- Given problem: Return word for word the stretch of rows that opens with the line containing "Indicate each instance of the white planter" and closes with the line containing "[(16, 162), (284, 190)]", both of those lines included.

>> START Data provided

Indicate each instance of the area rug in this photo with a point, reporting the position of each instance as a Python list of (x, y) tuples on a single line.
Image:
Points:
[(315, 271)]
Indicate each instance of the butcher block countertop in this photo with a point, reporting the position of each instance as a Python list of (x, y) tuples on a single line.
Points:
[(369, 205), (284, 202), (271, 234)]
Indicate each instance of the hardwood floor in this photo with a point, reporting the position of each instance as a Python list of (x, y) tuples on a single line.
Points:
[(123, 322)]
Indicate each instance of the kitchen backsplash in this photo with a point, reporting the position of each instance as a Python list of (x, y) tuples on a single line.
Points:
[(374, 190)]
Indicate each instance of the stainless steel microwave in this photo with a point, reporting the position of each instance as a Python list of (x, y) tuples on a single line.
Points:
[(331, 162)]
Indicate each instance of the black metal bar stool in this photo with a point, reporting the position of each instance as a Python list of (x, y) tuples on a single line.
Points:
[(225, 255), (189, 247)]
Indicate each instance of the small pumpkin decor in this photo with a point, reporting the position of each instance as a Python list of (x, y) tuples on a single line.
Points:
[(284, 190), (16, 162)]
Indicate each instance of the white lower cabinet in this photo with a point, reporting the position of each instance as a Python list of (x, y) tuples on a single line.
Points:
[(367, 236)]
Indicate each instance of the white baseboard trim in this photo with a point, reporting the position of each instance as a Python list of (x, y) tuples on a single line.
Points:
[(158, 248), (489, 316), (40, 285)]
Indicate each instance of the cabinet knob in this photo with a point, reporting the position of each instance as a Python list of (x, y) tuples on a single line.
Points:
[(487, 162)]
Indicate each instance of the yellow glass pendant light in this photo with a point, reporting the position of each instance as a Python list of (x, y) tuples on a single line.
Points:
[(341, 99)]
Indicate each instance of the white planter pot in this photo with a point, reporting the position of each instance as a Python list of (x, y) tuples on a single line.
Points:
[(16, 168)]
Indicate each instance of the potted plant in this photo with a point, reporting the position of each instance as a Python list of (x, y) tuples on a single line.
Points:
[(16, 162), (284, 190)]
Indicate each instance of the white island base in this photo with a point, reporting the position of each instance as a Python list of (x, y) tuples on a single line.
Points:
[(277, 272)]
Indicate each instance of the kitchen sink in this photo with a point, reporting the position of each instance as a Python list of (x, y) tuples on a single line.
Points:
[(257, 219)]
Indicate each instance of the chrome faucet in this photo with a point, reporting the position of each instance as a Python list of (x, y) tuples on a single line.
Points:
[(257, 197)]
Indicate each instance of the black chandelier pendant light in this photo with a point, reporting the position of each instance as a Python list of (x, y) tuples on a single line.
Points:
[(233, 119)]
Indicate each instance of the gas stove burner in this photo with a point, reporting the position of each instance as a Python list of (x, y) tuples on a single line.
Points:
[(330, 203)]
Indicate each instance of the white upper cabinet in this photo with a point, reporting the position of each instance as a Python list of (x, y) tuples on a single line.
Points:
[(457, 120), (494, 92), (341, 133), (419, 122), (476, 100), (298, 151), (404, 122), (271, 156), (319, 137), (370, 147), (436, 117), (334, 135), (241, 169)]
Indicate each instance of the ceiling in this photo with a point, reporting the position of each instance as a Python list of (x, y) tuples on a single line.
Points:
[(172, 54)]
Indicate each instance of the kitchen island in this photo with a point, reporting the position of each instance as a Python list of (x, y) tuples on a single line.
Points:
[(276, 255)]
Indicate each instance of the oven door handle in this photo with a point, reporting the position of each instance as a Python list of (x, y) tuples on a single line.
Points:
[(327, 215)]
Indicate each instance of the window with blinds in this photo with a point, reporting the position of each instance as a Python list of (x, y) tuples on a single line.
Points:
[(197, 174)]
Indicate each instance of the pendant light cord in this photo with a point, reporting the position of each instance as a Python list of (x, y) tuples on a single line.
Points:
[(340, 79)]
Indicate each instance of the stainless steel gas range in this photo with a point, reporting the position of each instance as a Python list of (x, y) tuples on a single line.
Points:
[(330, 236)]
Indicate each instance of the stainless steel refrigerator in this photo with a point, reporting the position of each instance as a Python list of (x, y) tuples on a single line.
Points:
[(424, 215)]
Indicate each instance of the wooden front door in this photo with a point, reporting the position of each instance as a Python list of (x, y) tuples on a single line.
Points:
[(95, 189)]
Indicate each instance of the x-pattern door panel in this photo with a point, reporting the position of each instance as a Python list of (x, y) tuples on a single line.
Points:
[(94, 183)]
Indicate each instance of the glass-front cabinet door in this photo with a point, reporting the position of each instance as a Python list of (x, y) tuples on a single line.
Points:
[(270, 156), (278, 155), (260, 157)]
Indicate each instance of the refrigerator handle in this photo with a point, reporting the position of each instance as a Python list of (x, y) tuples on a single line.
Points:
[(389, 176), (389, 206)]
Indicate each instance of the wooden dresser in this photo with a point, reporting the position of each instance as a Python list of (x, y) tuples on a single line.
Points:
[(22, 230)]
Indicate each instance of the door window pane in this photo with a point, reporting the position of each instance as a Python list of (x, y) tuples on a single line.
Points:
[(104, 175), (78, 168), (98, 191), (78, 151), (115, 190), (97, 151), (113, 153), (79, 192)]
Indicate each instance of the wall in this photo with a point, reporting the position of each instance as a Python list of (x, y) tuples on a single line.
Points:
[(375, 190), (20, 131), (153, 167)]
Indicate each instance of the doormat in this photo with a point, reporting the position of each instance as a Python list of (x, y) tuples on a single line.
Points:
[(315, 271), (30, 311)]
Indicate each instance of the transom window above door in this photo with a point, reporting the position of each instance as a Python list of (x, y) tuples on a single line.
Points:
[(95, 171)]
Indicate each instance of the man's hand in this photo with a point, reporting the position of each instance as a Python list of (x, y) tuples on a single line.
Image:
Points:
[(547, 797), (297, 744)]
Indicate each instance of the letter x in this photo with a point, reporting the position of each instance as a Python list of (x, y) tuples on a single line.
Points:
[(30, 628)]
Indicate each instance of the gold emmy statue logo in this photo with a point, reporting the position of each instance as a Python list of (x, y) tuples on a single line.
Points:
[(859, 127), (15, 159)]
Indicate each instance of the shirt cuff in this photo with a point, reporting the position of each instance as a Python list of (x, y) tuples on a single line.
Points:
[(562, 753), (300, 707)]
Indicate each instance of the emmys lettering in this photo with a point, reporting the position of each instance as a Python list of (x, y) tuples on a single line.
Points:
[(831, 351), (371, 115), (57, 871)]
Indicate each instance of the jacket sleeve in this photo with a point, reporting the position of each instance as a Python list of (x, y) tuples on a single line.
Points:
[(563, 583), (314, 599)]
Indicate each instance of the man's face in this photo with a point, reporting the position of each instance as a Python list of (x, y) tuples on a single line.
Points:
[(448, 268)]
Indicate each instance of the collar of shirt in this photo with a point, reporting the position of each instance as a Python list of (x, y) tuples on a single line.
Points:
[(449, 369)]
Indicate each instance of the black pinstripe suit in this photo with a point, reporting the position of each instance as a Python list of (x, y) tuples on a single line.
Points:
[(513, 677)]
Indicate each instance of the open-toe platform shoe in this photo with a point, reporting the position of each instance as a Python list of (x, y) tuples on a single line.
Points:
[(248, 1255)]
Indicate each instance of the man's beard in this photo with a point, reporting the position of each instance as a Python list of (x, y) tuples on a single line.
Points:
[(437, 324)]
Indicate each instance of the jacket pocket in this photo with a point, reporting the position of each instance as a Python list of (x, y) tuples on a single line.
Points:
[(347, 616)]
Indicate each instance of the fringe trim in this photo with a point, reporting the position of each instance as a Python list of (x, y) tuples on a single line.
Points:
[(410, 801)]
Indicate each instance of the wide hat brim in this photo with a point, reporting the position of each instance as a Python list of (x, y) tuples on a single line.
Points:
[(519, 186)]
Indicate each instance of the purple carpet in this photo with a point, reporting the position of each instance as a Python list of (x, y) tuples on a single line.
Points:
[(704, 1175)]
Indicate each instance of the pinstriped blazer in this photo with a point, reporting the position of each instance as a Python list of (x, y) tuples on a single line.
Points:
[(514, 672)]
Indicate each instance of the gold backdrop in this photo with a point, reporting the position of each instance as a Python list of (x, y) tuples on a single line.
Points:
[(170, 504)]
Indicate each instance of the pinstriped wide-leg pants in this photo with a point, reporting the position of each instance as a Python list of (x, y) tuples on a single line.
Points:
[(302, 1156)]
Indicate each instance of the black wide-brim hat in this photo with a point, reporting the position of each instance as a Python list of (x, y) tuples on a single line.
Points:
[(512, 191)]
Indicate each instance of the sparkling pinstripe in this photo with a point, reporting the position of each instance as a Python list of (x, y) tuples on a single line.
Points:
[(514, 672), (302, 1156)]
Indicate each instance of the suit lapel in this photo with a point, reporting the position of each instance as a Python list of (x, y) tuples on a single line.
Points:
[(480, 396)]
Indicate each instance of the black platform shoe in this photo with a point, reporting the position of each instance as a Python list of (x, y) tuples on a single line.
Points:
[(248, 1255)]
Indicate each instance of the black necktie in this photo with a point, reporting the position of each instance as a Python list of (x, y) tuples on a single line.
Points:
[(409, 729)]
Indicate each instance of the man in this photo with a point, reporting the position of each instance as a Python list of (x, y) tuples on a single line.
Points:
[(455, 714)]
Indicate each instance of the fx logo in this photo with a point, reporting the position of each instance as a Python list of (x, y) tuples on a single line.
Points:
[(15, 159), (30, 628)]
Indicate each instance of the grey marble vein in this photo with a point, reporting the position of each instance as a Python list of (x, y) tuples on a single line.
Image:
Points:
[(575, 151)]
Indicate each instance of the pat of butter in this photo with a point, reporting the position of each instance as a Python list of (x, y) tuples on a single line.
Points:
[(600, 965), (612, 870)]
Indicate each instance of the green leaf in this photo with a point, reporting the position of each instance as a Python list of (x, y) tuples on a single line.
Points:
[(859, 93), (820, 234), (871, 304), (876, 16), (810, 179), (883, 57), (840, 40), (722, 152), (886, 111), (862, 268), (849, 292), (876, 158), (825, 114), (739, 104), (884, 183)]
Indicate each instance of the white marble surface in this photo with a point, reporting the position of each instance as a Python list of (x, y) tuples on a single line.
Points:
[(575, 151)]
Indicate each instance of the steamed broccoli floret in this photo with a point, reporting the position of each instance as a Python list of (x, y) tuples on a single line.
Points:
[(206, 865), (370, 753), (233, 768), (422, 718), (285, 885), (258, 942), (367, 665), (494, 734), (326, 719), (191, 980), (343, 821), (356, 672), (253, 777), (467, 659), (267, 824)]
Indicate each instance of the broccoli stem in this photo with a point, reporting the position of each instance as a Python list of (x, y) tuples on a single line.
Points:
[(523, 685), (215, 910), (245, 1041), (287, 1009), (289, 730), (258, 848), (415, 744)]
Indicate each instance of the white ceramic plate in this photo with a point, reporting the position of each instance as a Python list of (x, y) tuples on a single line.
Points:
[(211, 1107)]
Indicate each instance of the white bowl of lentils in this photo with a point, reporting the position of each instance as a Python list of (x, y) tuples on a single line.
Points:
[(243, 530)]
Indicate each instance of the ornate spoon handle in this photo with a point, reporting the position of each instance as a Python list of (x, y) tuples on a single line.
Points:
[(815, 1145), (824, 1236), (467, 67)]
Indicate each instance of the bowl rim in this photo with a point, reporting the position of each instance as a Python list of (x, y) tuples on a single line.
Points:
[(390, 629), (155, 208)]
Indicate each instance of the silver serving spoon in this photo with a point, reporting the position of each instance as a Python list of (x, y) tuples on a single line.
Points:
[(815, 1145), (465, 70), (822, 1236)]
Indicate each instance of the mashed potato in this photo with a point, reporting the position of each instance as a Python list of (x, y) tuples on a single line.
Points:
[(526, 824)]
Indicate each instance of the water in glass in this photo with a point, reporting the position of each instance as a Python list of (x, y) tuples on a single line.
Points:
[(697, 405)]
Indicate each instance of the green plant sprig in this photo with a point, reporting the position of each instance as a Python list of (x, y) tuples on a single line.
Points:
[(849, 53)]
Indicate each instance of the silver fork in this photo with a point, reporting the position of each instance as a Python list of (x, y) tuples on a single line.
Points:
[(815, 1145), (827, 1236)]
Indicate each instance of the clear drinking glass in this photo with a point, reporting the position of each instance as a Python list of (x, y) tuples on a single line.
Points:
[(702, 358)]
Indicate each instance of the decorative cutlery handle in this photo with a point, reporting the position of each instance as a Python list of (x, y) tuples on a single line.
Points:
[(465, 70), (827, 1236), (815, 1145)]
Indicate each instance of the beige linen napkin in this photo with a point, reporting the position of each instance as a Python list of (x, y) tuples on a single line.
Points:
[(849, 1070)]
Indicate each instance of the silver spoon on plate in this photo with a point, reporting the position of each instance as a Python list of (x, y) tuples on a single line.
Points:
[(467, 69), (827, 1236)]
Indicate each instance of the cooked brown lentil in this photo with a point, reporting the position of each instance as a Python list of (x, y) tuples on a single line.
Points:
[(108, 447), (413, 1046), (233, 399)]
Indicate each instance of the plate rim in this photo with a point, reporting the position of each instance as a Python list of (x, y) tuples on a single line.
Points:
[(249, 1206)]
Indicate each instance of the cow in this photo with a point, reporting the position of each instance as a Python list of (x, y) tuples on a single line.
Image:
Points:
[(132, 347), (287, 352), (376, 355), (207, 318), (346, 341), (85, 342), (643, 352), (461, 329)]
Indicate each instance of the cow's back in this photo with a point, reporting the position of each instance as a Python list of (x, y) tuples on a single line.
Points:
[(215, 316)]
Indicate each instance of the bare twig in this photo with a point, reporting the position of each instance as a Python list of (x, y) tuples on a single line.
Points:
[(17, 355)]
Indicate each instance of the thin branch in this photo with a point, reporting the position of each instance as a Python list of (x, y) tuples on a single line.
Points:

>> END Data provided

- Exercise answer:
Indicate each instance of the white planter pot in this photo with a point, reporting the position of each instance as a Python list of (x, y) tuples on a single line.
Points:
[(16, 168)]
Indicate each instance of the potted plant in this photo with a point, reporting the position of each instance as a Python list of (x, y) tuples on a single line.
Points:
[(16, 162), (284, 190)]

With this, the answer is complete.